Stored items:
# # # # #

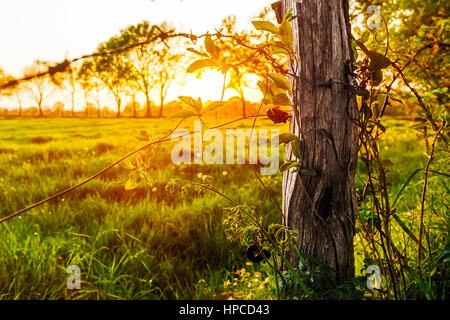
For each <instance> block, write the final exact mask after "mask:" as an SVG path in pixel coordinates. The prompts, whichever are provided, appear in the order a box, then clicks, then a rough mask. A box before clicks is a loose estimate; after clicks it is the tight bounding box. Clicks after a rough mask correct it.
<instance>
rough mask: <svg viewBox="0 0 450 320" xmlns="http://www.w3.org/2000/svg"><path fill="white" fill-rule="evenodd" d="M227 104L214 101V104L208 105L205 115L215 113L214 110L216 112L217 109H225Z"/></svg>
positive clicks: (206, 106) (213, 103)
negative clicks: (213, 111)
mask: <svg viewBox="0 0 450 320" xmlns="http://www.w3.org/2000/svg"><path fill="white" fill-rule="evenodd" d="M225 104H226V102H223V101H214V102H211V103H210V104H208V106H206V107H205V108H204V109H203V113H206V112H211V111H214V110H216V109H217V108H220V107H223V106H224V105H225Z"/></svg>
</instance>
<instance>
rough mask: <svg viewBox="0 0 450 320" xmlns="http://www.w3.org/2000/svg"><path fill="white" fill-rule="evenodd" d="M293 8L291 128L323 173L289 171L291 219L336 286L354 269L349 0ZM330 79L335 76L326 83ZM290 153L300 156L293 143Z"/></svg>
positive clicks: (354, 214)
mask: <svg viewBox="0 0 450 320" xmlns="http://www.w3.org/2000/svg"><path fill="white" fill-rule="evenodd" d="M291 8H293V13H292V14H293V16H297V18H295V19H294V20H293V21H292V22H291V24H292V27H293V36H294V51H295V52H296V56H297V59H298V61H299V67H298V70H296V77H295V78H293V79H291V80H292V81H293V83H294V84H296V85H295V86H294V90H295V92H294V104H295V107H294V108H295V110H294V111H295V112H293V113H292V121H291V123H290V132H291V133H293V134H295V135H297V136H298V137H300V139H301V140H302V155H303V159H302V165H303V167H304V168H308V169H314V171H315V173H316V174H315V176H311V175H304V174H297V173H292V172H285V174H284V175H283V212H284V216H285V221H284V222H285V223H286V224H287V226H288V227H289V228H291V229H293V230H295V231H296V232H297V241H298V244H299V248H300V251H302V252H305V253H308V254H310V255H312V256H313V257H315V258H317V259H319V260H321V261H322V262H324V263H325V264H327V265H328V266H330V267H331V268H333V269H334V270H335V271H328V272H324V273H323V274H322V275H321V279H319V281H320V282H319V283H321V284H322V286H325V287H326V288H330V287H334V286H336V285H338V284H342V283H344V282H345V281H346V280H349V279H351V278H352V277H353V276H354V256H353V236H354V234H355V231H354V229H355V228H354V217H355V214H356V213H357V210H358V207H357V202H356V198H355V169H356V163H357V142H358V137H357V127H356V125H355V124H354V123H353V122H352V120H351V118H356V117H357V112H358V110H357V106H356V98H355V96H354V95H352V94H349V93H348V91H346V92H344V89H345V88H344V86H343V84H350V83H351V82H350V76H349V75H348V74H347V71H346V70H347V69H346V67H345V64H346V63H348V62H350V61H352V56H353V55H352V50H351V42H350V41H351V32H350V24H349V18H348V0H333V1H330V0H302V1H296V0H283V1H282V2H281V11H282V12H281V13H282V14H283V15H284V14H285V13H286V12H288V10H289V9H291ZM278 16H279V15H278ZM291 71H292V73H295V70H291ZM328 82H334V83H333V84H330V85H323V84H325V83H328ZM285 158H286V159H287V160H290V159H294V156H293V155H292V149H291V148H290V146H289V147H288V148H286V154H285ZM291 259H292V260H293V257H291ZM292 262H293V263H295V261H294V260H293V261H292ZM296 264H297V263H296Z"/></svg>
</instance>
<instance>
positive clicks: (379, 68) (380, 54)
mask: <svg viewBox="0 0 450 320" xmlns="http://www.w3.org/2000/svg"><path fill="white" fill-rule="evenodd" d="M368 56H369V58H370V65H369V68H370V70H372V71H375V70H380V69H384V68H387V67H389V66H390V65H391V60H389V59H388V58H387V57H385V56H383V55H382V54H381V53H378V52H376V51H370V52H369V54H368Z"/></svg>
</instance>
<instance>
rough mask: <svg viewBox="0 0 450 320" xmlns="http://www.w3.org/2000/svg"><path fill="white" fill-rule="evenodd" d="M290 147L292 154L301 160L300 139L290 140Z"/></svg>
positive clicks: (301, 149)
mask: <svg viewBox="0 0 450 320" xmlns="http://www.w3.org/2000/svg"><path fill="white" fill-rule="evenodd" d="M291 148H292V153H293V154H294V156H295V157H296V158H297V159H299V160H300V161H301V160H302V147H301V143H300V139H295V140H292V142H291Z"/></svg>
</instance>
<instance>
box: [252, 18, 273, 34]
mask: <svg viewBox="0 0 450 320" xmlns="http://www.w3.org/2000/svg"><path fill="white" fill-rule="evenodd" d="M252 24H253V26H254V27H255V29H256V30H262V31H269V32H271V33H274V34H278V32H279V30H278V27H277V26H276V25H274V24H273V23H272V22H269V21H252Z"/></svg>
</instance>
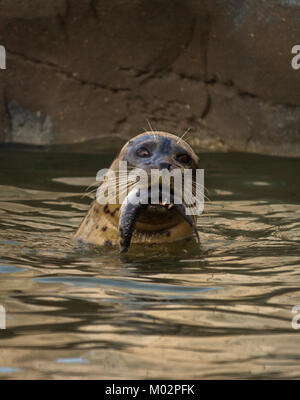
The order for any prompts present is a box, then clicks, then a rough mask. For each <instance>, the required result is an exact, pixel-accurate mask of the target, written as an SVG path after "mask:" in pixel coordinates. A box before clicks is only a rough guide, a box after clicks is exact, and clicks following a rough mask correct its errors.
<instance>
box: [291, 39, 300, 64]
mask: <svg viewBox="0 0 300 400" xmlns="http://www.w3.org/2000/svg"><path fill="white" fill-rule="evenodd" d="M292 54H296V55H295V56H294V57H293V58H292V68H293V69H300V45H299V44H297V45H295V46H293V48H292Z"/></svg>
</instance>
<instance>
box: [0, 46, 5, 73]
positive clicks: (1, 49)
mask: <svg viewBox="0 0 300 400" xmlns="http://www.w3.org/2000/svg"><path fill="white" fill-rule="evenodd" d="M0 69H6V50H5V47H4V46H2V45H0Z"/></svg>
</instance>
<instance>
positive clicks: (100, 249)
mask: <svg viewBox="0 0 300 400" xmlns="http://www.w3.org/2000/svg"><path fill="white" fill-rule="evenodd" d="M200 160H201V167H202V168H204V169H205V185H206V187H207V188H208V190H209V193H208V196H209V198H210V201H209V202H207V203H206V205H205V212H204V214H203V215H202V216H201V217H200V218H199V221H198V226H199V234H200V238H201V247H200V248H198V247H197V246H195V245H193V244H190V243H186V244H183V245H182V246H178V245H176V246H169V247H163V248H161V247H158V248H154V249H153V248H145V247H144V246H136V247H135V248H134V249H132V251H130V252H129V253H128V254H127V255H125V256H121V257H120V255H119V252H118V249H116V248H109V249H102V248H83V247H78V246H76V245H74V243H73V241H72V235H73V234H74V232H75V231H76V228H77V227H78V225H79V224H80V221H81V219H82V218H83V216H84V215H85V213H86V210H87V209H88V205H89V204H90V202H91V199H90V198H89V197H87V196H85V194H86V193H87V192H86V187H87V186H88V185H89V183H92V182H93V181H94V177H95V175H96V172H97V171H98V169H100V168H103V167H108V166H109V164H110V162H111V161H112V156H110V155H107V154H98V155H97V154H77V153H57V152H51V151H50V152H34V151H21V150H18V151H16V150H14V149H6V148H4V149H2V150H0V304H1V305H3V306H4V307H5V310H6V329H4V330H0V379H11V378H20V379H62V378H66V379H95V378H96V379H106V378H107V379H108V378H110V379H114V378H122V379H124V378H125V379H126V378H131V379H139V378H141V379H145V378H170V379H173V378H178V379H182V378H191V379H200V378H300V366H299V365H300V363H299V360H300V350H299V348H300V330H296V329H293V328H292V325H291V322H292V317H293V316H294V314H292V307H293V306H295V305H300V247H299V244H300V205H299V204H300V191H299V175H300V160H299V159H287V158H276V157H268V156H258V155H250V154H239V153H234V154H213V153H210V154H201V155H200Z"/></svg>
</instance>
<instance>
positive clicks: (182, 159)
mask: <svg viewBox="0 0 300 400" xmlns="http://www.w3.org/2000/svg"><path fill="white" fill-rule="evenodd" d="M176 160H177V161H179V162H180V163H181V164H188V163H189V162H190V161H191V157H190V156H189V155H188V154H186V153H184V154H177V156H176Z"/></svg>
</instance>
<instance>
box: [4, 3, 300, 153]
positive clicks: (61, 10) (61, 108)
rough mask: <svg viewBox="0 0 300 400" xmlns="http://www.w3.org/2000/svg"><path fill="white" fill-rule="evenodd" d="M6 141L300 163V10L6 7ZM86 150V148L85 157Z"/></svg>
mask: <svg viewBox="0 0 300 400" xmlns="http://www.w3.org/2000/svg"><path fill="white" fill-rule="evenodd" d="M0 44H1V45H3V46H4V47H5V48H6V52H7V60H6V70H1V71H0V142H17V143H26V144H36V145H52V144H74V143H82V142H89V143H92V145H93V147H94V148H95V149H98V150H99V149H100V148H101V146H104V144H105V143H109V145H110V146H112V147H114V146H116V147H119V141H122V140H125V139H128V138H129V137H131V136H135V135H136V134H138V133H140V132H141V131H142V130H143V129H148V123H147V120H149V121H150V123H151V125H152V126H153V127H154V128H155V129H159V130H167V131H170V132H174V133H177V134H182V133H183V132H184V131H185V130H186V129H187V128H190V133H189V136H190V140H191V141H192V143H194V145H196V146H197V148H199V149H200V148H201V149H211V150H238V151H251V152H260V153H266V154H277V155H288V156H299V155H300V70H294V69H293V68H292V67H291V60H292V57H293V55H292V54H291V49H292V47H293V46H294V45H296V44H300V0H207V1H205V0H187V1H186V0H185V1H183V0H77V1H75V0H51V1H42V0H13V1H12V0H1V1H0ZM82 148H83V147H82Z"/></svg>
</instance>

# # # # #

**Work to be completed:**
Go through the items above and copy out every line that contains the word "after", leaving out all other lines.

**Exercise solution:**
For each <instance> block, write the final exact mask after "mask:" as an SVG path in pixel coordinates. The prompts, whichever are provided, appear in the order a box, then clicks, then a rough mask. A box before clicks is a loose estimate; after clicks it is the tight bounding box. Clicks after a rough mask correct it.
The order for any prompts present is a box, then clicks, then a rough mask. For each <instance>, the required result is an exact, pixel-accurate mask of the target, written as an SVG path after "mask:" in pixel coordinates. A box before clicks is only a rough guide, a box after clicks is exact, and clicks following a rough mask correct its errors.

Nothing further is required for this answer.